And that’s also really, really hard. And to know that it’s really complicated. Yeah, absolutely.
And you know, I think something came to me a few weeks ago where I was really grappling with this quite a bit for the moms that I work with, you know, just how big the juggle is, because every time I’m on a panel or being interviewed, one of the biggest questions I’m asked, and it will happen to you too, is how do you manage the juggle? You’ve been so successful in your career. And you have, in my case, three children, you know, how do you manage the juggle? And the reality is that there is always a ball dropping in my life. And it’s kind of been comfortable with that.
And one of the girls I’m tracking her journey, Julia, said the other day, it’s about thriving in the gray. And I love that, you know, the things didn’t have to be perfect. And the other thing that strikes me is that there’s seasons for things.
And, you know, and my season right now, my kids are older. So my season right now is work, which is lovely. But there were times when my season was children and it’s accepting that.
Yeah. You know, I love that thriving in the gray, whenever, it’s so hard for me. I read books to my daughter most nights before she goes to sleep.
And sometimes there’ll be someone crying and she’ll say she’s crying because her mommy’s at work. And I think, oh my gosh, my heart, like so terrible. And then I get to work and someone’s upset with me because I haven’t replied to an email for five days because my daughter’s been sick.

● Task directions
Continue the conversation about working mothers managing the juggle of career and children, picking up after its last sentence. The material after this conversation has nothing to do with it.

● Data for review
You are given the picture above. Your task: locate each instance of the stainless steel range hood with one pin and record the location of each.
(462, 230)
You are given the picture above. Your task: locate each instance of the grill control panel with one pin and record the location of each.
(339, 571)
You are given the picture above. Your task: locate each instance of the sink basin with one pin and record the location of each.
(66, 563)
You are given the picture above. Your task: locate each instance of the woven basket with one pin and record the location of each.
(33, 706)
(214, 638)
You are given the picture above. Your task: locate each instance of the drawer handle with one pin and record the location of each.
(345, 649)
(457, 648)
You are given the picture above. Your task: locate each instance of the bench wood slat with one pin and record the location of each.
---
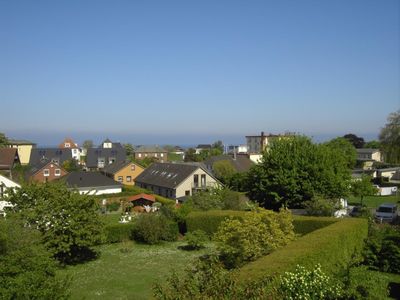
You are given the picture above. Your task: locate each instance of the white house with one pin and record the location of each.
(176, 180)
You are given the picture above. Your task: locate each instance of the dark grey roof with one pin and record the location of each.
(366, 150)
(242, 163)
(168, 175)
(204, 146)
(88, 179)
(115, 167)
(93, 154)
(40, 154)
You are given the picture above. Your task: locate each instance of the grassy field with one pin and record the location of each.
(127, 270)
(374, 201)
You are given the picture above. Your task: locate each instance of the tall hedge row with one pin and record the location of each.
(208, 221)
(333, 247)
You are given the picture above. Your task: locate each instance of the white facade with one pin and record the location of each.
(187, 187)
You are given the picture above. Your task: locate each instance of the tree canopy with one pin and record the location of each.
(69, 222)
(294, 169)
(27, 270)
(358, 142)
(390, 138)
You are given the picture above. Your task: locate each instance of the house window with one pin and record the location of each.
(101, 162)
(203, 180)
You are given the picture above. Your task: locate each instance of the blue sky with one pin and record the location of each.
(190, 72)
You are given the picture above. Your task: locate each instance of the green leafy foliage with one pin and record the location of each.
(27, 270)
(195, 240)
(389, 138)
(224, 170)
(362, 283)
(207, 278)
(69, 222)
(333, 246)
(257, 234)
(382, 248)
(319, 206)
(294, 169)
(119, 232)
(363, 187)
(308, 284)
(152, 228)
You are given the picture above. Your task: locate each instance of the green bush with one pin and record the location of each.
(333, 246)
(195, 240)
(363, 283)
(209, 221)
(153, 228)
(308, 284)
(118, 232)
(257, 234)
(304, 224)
...
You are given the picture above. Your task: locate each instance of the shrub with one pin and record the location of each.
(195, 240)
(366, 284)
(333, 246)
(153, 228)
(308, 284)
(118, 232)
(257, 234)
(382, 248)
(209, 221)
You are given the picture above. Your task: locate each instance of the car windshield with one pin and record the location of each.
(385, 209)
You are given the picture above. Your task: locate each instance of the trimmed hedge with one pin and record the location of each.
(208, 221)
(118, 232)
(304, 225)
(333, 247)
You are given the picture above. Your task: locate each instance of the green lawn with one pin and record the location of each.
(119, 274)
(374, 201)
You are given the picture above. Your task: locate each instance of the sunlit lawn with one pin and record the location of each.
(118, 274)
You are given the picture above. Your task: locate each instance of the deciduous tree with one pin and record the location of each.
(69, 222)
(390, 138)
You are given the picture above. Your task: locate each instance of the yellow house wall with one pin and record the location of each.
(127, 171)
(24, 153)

● Answer for the task
And I have like a caveat at the bottom of my automated response being like, please bear with me. I’m a psychiatrist, but I’m also a mom and I’m trying to balance everything and I’m not going to get to everything. And so it’s just like, you have to be able to be like, okay, I’m going to drop the ball.
My daughter’s going to be upset some days. My patients are going to be upset some days. I’m trying the best that I can with what I have, you know.
Oh, really, really interesting. It’s so, it’s so refreshing to hear you talk. Cause I think that it doesn’t matter whether you’re a banker or a, or a psychiatrist or, you know, where, where you sit or if you’re at home, mom, the juggler is really real.
And we’re in the same community. Yeah. Well, it’s been wonderful chatting Jess.
Thank you so much. Fabulous perspectives on so many aspects of new motherhood and on that mental health journey. Pleasure, absolute pleasure.
Thank you for having me. I know your practice is very full and you do not need more patients, but if somebody did want to get hold of you or just even follow you on Instagram, where can they do that? Yeah. So my Instagram handle is at Dr. Jess Danbridge.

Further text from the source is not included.